- Also known as: Kid Disaster
- Born: May 24, 1969 (age 56)
- Origin: Los Angeles, California, U.S.
- Genres: West Coast hip-hop; gangsta rap;
- Occupations: Rapper; songwriter;
- Years active: 1986–present
- Label: Lench Mob
- Formerly of: C.I.A.

= K-Dee =

American rapper

Darrell L. Johnson, also known as K-Dee, formerly Kid Disaster (born May 24, 1969), is an American rapper most known for his album Ass, Gas, or Cash (No One Rides for Free).

He first gained recognition in the Los Angeles hip-hop scene as a member of C.I.A., alongside fellow West Coast rapper Ice Cube. After the group disbanded, he became affiliated with Da Lench Mob, Cube’s collective and label, where he continued collaborating with artists from the Lench Mob circle. His appearances throughout the 1990s helped establish him as a recognizable figure in West Coast hip-hop.

Supplied data ->
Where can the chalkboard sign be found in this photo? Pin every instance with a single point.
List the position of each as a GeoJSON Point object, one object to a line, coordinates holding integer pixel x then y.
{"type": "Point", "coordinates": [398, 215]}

Work instructions -> Condense the paragraph of the K-Dee profile beginning "He first gained recognition" into a bulleted list of its main facts.

Full output ->
- He first gained recognition in the Los Angeles hip-hop scene as a member of C.I.A., alongside Ice Cube.
- After C.I.A. disbanded, he joined Da Lench Mob, Ice Cube's collective and label, and kept collaborating with artists from that circle.
- His appearances in the 1990s made him a recognizable figure in West Coast hip-hop.